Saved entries
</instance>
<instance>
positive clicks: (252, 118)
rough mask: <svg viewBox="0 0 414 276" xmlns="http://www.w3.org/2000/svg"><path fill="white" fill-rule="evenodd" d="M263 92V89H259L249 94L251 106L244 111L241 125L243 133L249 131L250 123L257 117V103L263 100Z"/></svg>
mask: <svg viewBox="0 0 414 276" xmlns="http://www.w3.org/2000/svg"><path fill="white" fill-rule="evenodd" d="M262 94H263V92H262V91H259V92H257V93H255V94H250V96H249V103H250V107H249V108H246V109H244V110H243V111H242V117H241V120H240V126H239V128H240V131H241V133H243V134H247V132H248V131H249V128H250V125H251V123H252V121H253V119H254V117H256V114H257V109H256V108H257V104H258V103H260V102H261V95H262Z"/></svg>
* * *
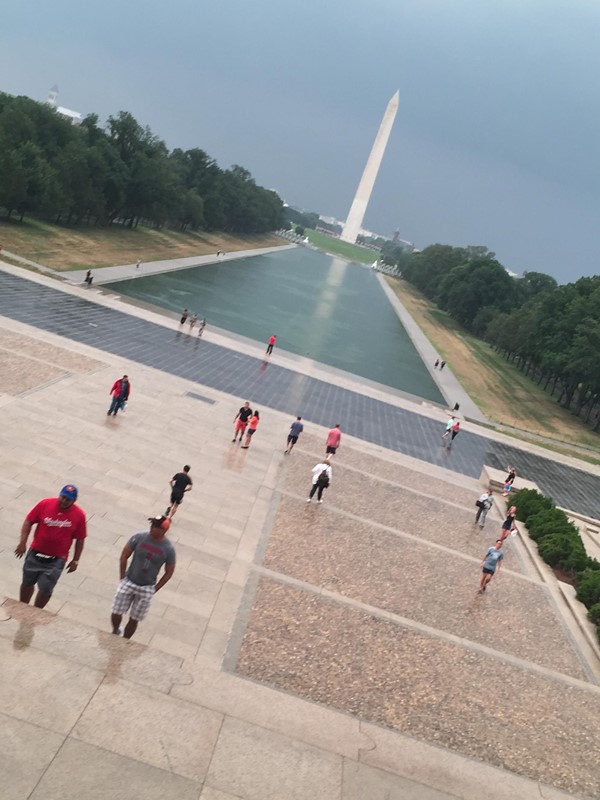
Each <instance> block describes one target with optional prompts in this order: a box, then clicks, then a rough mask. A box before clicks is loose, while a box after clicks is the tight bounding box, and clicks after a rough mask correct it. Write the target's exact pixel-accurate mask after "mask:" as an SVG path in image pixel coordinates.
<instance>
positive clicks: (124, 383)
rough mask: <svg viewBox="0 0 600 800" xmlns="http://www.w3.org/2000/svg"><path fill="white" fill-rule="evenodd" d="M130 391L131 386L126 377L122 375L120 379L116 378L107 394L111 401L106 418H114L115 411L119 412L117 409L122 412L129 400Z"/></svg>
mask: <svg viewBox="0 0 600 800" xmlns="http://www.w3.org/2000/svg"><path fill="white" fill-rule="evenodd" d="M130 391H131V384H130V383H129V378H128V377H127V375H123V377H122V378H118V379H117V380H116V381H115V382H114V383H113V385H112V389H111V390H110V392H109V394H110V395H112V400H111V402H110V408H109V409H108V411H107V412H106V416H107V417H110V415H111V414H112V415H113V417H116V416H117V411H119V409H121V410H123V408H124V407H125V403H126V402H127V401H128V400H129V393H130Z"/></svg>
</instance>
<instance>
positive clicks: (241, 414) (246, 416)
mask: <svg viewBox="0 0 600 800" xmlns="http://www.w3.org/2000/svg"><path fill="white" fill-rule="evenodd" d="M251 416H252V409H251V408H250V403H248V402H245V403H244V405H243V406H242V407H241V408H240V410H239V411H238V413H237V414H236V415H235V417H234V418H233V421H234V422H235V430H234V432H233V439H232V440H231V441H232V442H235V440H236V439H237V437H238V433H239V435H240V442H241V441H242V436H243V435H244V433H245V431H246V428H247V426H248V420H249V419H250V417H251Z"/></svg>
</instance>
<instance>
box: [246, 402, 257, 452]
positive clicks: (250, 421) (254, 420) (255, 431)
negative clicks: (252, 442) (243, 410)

• **EXERCISE DESCRIPTION**:
Which lines in the saved entries above contain the string "positive", with case counting? Report each of those lines in full.

• **YOUR RESPONSE**:
positive clicks: (252, 118)
positive clicks: (124, 383)
positive clicks: (241, 414) (246, 416)
positive clicks: (250, 421) (254, 420) (255, 431)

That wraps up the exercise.